• **Exercise objective**:
Please transcribe the stretch of the text on George H.W. Bush's Lehigh Valley visits from "The whirlwind visit" through "Reagan’s vice president.", keeping every word and punctuation mark unchanged.

• **Source passage**:
------------------------------------------------
George H.W. Bush was no stranger to Lehigh Valley.
The Lehigh Valley saw a lot of George H.W. Bush over the years. He visited some of the area’s most iconic sites such as downtown Allentown, Bethlehem Steel and Lafayette College. With each visit came an outpouring of affection for a man whose service to his country and stint as a steelworker ingratiated him to the Lehigh Valley community.
When was his first visit here?
On a rainy April day in 1980, Bush made his first official visit as a presidential candidate. In Allentown, he joined the Lehigh Valley Homebuilders Association in a demonstration on Hamilton Mall for lower interest and mortgage rates. Then he met with campaign volunteers, ate lunch at the Sheraton Inn, and scooted to Bethlehem Steel, where he reminded workers that 30 years earlier, he was a steelworker in Torrance, Calif.
“I don’t think that shaking hands with steelworkers is a waste of time,” Bernadette Werley, a clerk-typist who met Bush that day told The Morning Call. “I was flattered.”
The whirlwind visit lasted three hours and was sandwiched between other stops in the state.
“It is very important that I do well in Pennsylvania,” Bush told reporters that day.
A month later, the effort paid off in a Pennsylvania win for Bush, who took only five other states in a lopsided loss to Ronald Reagan. Bush’s next visit to Pennsylvania would be as Reagan’s vice president.
Did he come here when he was president?
Elected president in 1988, Bush was hoping for a second term when he landed at Allentown-Bethlehem-Easton Airport on another rainy April day, this one in 1992. His visit marked the first time an incumbent president had stopped in Allentown since Harry Truman did so in 1948. Residents showed their appreciation by packing the sidewalks in East Allentown for a glimpse of the president, whose destination was Dieruff High School.
The self-proclaimed “education president” stressed his “America 2000 plan,” which called for raising the high school graduation rate to 90 percent. giving every college student $25,000 in aid, and making the U.S. a leader in math and science fields — goals that remain mostly unfulfilled.
------------------------------------------------
• **Material provided**:
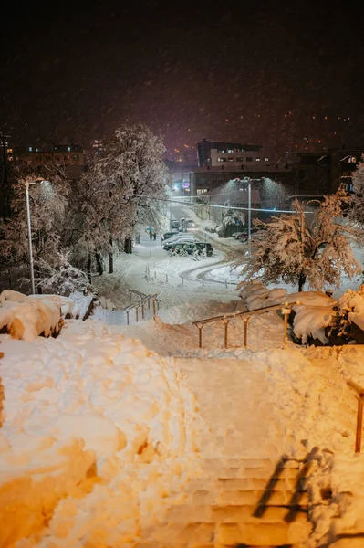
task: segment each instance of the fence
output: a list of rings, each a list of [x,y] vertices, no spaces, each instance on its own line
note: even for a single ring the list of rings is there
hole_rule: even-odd
[[[355,437],[355,452],[359,453],[361,450],[361,431],[363,428],[363,398],[364,398],[364,388],[354,383],[354,381],[348,381],[348,385],[350,388],[353,388],[359,395],[358,398],[358,413],[357,413],[357,433]]]
[[[199,330],[199,348],[203,348],[203,328],[206,323],[214,323],[216,321],[222,321],[224,326],[224,348],[228,346],[228,327],[232,320],[240,318],[244,321],[244,347],[247,348],[247,336],[248,336],[248,321],[251,316],[257,314],[264,314],[266,311],[273,311],[281,310],[284,316],[284,348],[286,348],[288,339],[288,316],[292,311],[292,305],[300,304],[299,301],[294,302],[284,302],[281,304],[275,304],[272,306],[266,306],[261,309],[255,309],[246,312],[232,312],[230,314],[224,314],[223,316],[215,316],[213,318],[206,318],[205,320],[200,320],[193,321]]]
[[[177,277],[177,279],[176,279],[172,278],[171,274],[168,274],[168,273],[161,274],[161,272],[157,272],[156,268],[151,269],[151,267],[149,265],[147,265],[145,267],[144,278],[145,278],[145,279],[147,279],[150,282],[170,283],[170,284],[174,283],[174,285],[176,287],[180,287],[180,286],[184,287],[188,283],[194,284],[194,285],[199,284],[203,288],[204,286],[209,286],[211,284],[214,284],[214,286],[216,287],[216,284],[218,284],[219,286],[224,286],[225,288],[225,290],[227,290],[227,289],[229,289],[229,286],[236,287],[236,284],[239,283],[239,280],[228,281],[227,279],[224,279],[224,281],[218,280],[218,279],[186,279],[182,276]]]
[[[151,300],[152,302],[152,307],[153,307],[153,318],[155,318],[156,311],[159,310],[159,308],[160,308],[160,301],[157,299],[158,293],[155,293],[154,295],[145,295],[144,293],[141,293],[140,291],[137,291],[136,290],[129,290],[129,292],[130,294],[130,306],[127,306],[124,309],[124,311],[127,316],[127,325],[130,324],[130,313],[132,311],[135,311],[135,321],[139,321],[140,309],[141,309],[141,319],[142,320],[145,319],[145,306],[147,305],[148,310],[150,310],[151,309]],[[132,302],[133,295],[137,295],[137,297],[138,297],[137,302],[134,302],[134,303]]]

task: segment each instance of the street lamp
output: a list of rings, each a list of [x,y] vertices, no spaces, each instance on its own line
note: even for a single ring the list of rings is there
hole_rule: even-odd
[[[252,237],[252,181],[261,181],[261,179],[251,179],[250,177],[239,179],[237,177],[233,181],[248,184],[248,241],[250,242]]]
[[[32,227],[30,224],[30,206],[29,206],[29,184],[36,183],[47,183],[44,179],[36,179],[31,181],[26,180],[26,221],[27,221],[27,239],[29,245],[29,269],[30,269],[30,284],[32,286],[32,294],[36,293],[36,285],[34,283],[34,267],[33,267],[33,248],[32,248]]]

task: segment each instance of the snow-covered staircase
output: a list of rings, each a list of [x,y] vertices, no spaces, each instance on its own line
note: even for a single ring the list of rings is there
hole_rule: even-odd
[[[213,458],[204,469],[139,548],[298,548],[307,539],[304,463]]]

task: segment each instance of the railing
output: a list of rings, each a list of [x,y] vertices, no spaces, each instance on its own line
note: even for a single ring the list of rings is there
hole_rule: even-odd
[[[363,427],[364,388],[357,385],[357,383],[354,383],[354,381],[348,381],[348,385],[350,386],[350,388],[353,388],[359,395],[357,414],[357,434],[355,437],[355,452],[359,453],[361,449],[361,431]]]
[[[141,318],[145,319],[145,305],[148,305],[148,309],[151,309],[151,300],[152,302],[153,307],[153,318],[155,318],[156,311],[160,308],[160,301],[157,299],[158,293],[154,295],[145,295],[140,291],[137,291],[136,290],[129,290],[130,294],[130,304],[124,309],[124,311],[127,315],[127,325],[130,324],[130,313],[131,311],[135,311],[135,321],[139,321],[139,309],[141,308]],[[135,294],[138,296],[139,300],[137,302],[132,303],[132,295]]]
[[[228,314],[224,314],[223,316],[215,316],[214,318],[207,318],[206,320],[199,320],[198,321],[193,321],[193,325],[195,325],[199,330],[199,348],[203,348],[203,327],[205,323],[213,323],[215,321],[222,321],[224,326],[224,348],[227,348],[228,343],[228,327],[231,320],[234,320],[235,318],[240,318],[244,321],[244,347],[247,348],[247,337],[248,337],[248,321],[251,316],[256,314],[263,314],[266,311],[273,311],[281,310],[282,314],[285,318],[284,321],[284,348],[286,348],[287,343],[287,331],[288,331],[288,316],[292,311],[292,305],[300,304],[300,302],[283,302],[281,304],[274,304],[272,306],[265,306],[265,308],[255,309],[254,311],[249,311],[245,312],[231,312]]]

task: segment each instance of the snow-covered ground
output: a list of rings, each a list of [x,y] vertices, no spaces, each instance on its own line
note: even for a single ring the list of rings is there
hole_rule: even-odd
[[[282,317],[271,311],[250,319],[247,349],[239,318],[227,348],[220,321],[203,327],[199,349],[192,321],[246,306],[229,241],[216,238],[216,253],[193,261],[142,240],[116,258],[114,274],[94,278],[118,309],[130,303],[129,288],[157,292],[155,320],[66,320],[57,339],[31,342],[0,335],[2,548],[141,548],[190,481],[208,476],[212,457],[314,454],[307,548],[359,522],[364,458],[354,455],[347,381],[364,385],[364,348],[284,349]]]

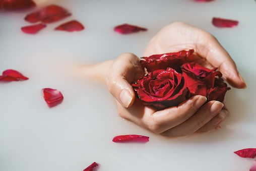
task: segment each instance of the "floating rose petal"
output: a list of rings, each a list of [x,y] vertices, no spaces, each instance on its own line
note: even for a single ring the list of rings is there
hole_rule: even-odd
[[[76,20],[72,20],[60,25],[56,27],[54,30],[73,32],[83,30],[84,29],[85,27],[81,23]]]
[[[149,141],[149,137],[138,135],[119,135],[113,138],[114,142],[143,142]]]
[[[0,76],[0,81],[13,81],[27,80],[28,80],[28,78],[25,77],[18,71],[13,70],[6,70],[3,72],[3,75]]]
[[[220,18],[213,18],[212,21],[213,24],[217,27],[233,27],[238,25],[238,21],[221,19]]]
[[[36,6],[32,0],[0,0],[0,10],[18,11]]]
[[[256,156],[256,148],[245,148],[234,153],[241,157],[253,158]]]
[[[46,27],[46,25],[44,24],[38,24],[32,26],[25,26],[21,28],[21,30],[27,34],[36,34],[40,30]]]
[[[195,1],[197,1],[198,2],[209,2],[210,1],[213,1],[214,0],[194,0]]]
[[[256,171],[256,160],[254,160],[252,165],[250,168],[249,171]]]
[[[55,5],[48,6],[41,10],[28,14],[25,20],[30,23],[41,21],[44,23],[51,23],[71,15],[68,10]]]
[[[93,171],[93,168],[95,167],[97,167],[98,165],[99,164],[98,164],[97,163],[96,163],[96,162],[94,162],[92,164],[88,166],[83,171]]]
[[[148,29],[145,28],[124,24],[115,27],[114,28],[114,30],[120,34],[126,34],[136,33],[140,31],[147,31]]]
[[[63,101],[63,96],[59,91],[48,88],[42,90],[43,98],[49,107],[59,104]]]

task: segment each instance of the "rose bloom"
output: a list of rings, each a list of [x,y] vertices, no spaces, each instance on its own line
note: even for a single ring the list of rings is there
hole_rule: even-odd
[[[201,95],[206,96],[208,101],[222,102],[226,92],[230,89],[221,78],[221,73],[216,71],[217,68],[210,70],[190,63],[183,64],[181,68],[191,95]]]
[[[178,105],[189,96],[184,77],[172,68],[154,71],[132,85],[145,104],[158,110]]]

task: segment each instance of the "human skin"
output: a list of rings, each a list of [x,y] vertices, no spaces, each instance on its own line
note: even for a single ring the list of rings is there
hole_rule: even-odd
[[[235,63],[217,40],[209,33],[185,23],[176,22],[163,28],[150,41],[144,56],[189,49],[195,50],[190,62],[208,68],[218,68],[230,85],[246,88]],[[145,74],[139,61],[135,54],[124,53],[114,60],[85,67],[82,72],[108,87],[120,116],[154,133],[181,137],[221,128],[221,123],[229,114],[225,100],[205,103],[206,97],[197,95],[177,106],[157,110],[136,98],[131,83]],[[88,71],[94,74],[88,74]]]

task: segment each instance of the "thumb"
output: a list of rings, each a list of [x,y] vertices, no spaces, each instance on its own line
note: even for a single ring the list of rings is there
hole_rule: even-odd
[[[135,94],[131,83],[144,74],[140,59],[131,53],[119,56],[110,67],[107,76],[107,86],[114,97],[125,107],[132,106]]]

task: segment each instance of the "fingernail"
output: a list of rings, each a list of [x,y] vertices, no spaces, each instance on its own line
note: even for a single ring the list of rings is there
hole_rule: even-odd
[[[212,119],[211,123],[212,125],[215,126],[220,124],[224,120],[226,115],[224,112],[218,114]]]
[[[133,99],[133,97],[132,97],[132,95],[128,90],[123,89],[119,95],[119,99],[123,106],[127,107],[129,106],[129,104],[130,104]]]
[[[242,76],[241,76],[241,75],[240,75],[240,74],[238,74],[238,76],[239,76],[239,77],[240,78],[240,80],[241,80],[241,81],[242,81],[244,84],[244,86],[243,86],[243,87],[242,87],[243,88],[246,88],[246,87],[247,87],[247,85],[246,85],[246,84],[245,83],[245,82],[244,81],[244,80],[243,79],[243,78],[242,77]]]
[[[215,101],[210,108],[210,114],[212,116],[215,116],[221,110],[223,106],[223,103],[218,101]]]
[[[207,101],[207,98],[205,96],[199,97],[194,102],[194,106],[196,108],[199,108],[203,104]]]

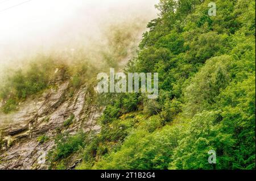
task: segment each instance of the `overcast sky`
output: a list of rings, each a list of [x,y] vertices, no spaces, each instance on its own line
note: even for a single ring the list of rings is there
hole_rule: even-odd
[[[158,1],[0,0],[0,66],[22,53],[92,38],[104,22],[135,16],[150,20],[156,16]]]

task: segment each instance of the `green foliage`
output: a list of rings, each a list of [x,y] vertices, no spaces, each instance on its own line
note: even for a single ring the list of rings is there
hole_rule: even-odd
[[[65,127],[68,127],[69,126],[70,126],[73,123],[74,118],[75,115],[73,114],[72,114],[68,119],[67,119],[67,120],[65,120],[65,121],[64,121],[63,125]]]
[[[6,103],[2,107],[2,110],[5,113],[15,111],[16,109],[17,104],[16,101],[14,99],[10,99],[6,101]]]
[[[85,135],[82,132],[71,136],[68,134],[60,134],[56,140],[56,148],[47,155],[51,163],[54,164],[75,153],[84,146]]]

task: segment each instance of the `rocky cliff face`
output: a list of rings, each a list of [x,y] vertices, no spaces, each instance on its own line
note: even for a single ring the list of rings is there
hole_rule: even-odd
[[[49,166],[40,158],[54,147],[58,133],[100,131],[96,120],[102,110],[92,104],[86,86],[70,94],[69,83],[61,83],[20,104],[16,112],[0,115],[0,169],[47,169]],[[72,124],[64,126],[71,115]],[[40,142],[38,137],[42,136],[48,140]],[[72,159],[69,168],[79,161]]]

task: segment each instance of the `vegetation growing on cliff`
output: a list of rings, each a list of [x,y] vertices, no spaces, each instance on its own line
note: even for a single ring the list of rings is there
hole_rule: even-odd
[[[126,68],[159,73],[159,96],[109,98],[77,169],[255,169],[255,1],[209,2],[160,1]]]
[[[216,0],[216,16],[208,14],[210,2],[160,0],[159,18],[148,24],[125,69],[158,73],[158,99],[99,95],[98,105],[106,107],[101,132],[60,133],[47,157],[50,169],[67,169],[66,159],[78,154],[77,169],[255,169],[255,1]],[[70,81],[72,96],[85,81],[95,83],[100,71],[118,68],[134,40],[126,28],[109,35],[100,66],[82,53],[72,66],[53,61],[15,71],[1,87],[2,111],[15,110],[19,101],[50,87],[56,69],[60,81]],[[210,150],[215,165],[208,163]]]

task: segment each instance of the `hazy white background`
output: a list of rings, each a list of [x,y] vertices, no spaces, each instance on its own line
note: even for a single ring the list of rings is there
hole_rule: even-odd
[[[27,1],[0,0],[0,71],[24,55],[64,49],[77,41],[101,41],[97,36],[105,23],[134,16],[149,21],[156,16],[158,1],[32,0],[11,7]]]

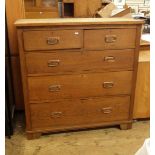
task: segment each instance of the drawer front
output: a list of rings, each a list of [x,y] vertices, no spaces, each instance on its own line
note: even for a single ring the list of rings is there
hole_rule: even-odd
[[[88,50],[135,48],[136,29],[85,30],[84,48]]]
[[[130,97],[87,98],[31,104],[32,128],[61,128],[128,120]]]
[[[82,30],[24,31],[24,48],[26,51],[75,49],[82,47]]]
[[[134,50],[27,53],[29,74],[133,69]]]
[[[132,71],[29,77],[30,101],[130,94]]]

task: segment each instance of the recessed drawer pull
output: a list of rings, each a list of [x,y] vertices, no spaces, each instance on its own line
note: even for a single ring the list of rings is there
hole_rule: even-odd
[[[55,45],[59,43],[59,37],[48,37],[47,44],[48,45]]]
[[[106,56],[106,57],[104,57],[104,61],[115,62],[115,57],[114,56]]]
[[[60,118],[62,116],[62,112],[52,112],[51,117],[52,118]]]
[[[50,92],[57,92],[57,91],[60,91],[60,89],[61,89],[61,85],[50,85],[49,86]]]
[[[49,60],[48,67],[56,67],[60,64],[60,60]]]
[[[112,113],[112,107],[102,108],[101,111],[104,114],[110,114],[110,113]]]
[[[103,88],[112,88],[114,86],[114,82],[104,82]]]
[[[105,42],[106,43],[113,43],[116,42],[117,36],[116,35],[106,35],[105,36]]]

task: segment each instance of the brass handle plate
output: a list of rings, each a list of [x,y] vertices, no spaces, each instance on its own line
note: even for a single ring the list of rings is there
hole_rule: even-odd
[[[110,114],[110,113],[112,113],[112,107],[102,108],[101,111],[102,111],[104,114]]]
[[[47,44],[48,45],[55,45],[59,43],[59,37],[48,37]]]
[[[60,60],[49,60],[47,64],[48,67],[56,67],[60,64]]]
[[[104,57],[104,61],[115,62],[115,57],[114,56],[106,56],[106,57]]]
[[[104,82],[103,88],[112,88],[114,86],[114,82]]]
[[[117,36],[116,35],[106,35],[105,36],[105,42],[106,43],[114,43],[117,40]]]
[[[50,85],[49,86],[49,91],[50,92],[58,92],[61,89],[61,85]]]
[[[50,116],[52,118],[60,118],[62,116],[62,112],[52,112]]]

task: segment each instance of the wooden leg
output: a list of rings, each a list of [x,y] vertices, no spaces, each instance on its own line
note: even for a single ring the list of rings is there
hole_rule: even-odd
[[[37,133],[27,133],[27,139],[31,140],[31,139],[37,139],[41,136],[40,132]]]
[[[121,130],[128,130],[132,128],[132,123],[120,124]]]

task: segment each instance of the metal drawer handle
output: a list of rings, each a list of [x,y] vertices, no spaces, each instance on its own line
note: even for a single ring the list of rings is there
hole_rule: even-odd
[[[112,113],[112,107],[102,108],[101,111],[104,114],[110,114],[110,113]]]
[[[60,118],[62,116],[62,112],[52,112],[51,117],[52,118]]]
[[[114,56],[106,56],[106,57],[104,57],[104,61],[115,62],[115,57]]]
[[[61,85],[50,85],[49,86],[49,91],[50,92],[58,92],[61,89]]]
[[[48,45],[55,45],[59,43],[59,37],[48,37],[47,44]]]
[[[112,88],[114,86],[114,82],[104,82],[103,88]]]
[[[48,67],[56,67],[60,64],[60,60],[48,60]]]
[[[105,42],[106,43],[113,43],[116,42],[117,36],[116,35],[106,35],[105,36]]]

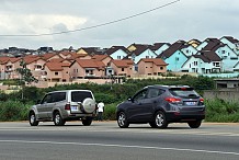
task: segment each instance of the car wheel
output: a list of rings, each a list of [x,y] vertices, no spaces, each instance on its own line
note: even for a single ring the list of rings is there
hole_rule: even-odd
[[[36,115],[34,112],[31,112],[29,115],[29,123],[31,126],[37,126],[39,122],[36,121]]]
[[[189,126],[191,128],[198,128],[201,126],[202,121],[189,122]]]
[[[53,116],[54,124],[56,126],[64,126],[66,121],[61,117],[59,112],[56,112]]]
[[[126,114],[124,112],[121,112],[117,115],[117,124],[121,128],[127,128],[129,126]]]
[[[86,117],[86,119],[82,119],[82,124],[84,126],[90,126],[92,123],[93,118],[92,117]]]
[[[167,128],[168,127],[168,122],[166,119],[166,115],[163,112],[158,111],[155,115],[155,122],[150,124],[151,127],[156,128]]]

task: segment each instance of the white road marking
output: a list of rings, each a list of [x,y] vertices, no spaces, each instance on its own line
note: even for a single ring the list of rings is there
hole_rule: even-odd
[[[84,144],[84,142],[60,142],[60,141],[27,141],[27,140],[0,140],[0,142],[15,142],[15,144],[50,144],[50,145],[76,145],[76,146],[96,146],[96,147],[117,147],[117,148],[138,148],[138,149],[155,149],[155,150],[172,150],[172,151],[189,151],[189,152],[204,152],[218,155],[234,155],[239,156],[239,152],[218,151],[218,150],[197,150],[186,148],[164,148],[151,146],[128,146],[128,145],[111,145],[111,144]]]

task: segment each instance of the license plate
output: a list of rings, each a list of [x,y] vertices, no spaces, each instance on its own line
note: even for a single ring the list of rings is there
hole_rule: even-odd
[[[186,105],[196,105],[196,102],[185,102]]]
[[[70,106],[71,111],[78,111],[78,106]]]

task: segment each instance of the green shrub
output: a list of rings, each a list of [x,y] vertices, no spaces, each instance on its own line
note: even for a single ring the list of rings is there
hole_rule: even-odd
[[[103,119],[115,121],[116,119],[116,106],[118,103],[112,103],[104,106]]]
[[[205,101],[206,122],[239,122],[239,102],[227,102],[215,99]]]
[[[19,101],[7,101],[0,103],[0,121],[25,121],[30,105],[23,105]]]

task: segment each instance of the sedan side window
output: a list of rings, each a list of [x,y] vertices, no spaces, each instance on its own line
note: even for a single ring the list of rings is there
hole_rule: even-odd
[[[146,99],[146,93],[147,93],[147,90],[143,90],[143,91],[138,92],[138,93],[134,96],[134,101],[138,101],[138,100]]]
[[[162,93],[164,93],[163,90],[160,90],[160,89],[149,89],[147,98],[148,99],[157,98],[157,96],[161,95]]]
[[[47,94],[47,95],[44,96],[44,99],[42,101],[42,104],[50,103],[50,102],[52,102],[52,95]]]

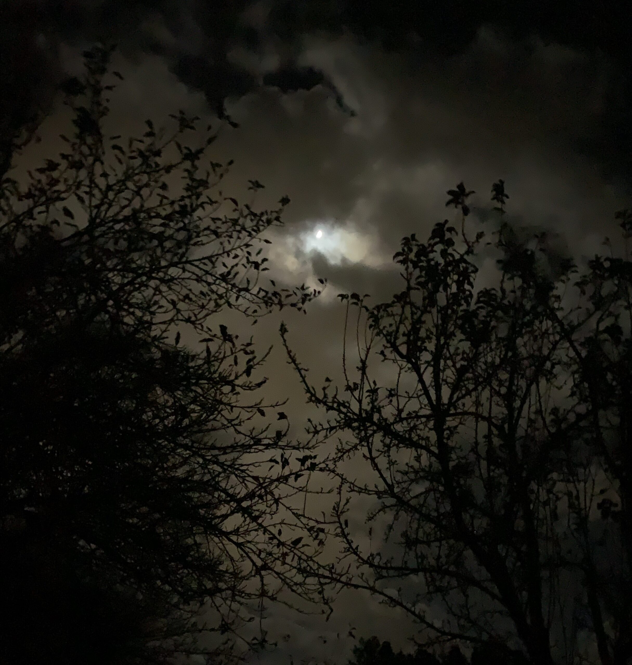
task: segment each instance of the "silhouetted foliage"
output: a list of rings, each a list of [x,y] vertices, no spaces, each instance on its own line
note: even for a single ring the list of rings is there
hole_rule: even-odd
[[[313,458],[285,441],[287,420],[266,424],[278,404],[249,397],[265,356],[212,317],[256,321],[316,295],[263,285],[261,234],[287,199],[257,211],[223,196],[214,136],[184,113],[171,134],[148,120],[142,137],[106,136],[120,75],[108,72],[108,50],[84,55],[85,76],[64,86],[65,152],[0,182],[0,534],[29,562],[17,577],[3,568],[3,604],[39,605],[21,636],[3,625],[1,640],[15,655],[25,633],[43,650],[31,662],[50,662],[47,636],[75,614],[79,630],[105,612],[120,634],[124,614],[100,598],[151,608],[159,637],[202,606],[206,628],[230,636],[279,588],[319,591],[287,505]],[[182,625],[161,648],[204,651]]]
[[[490,241],[466,232],[471,192],[461,183],[448,192],[460,233],[446,220],[426,242],[404,238],[394,257],[403,288],[390,302],[341,295],[347,322],[357,315],[357,356],[352,364],[345,348],[339,388],[308,381],[282,329],[309,402],[327,414],[311,423],[312,442],[339,442],[321,467],[339,481],[344,549],[328,579],[405,610],[422,641],[468,641],[479,662],[492,644],[534,665],[591,650],[624,665],[631,216],[618,215],[623,255],[580,269],[545,235],[519,241],[504,183],[492,193]],[[479,267],[493,257],[498,269],[482,283]],[[349,527],[357,499],[357,509],[371,506],[369,546]]]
------------------------------------------------
• **Completed exercise**:
The whirlwind visit lasted three hours and was sandwiched between other stops in the state.
“It is very important that I do well in Pennsylvania,” Bush told reporters that day.
A month later, the effort paid off in a Pennsylvania win for Bush, who took only five other states in a lopsided loss to Ronald Reagan. Bush’s next visit to Pennsylvania would be as Reagan’s vice president.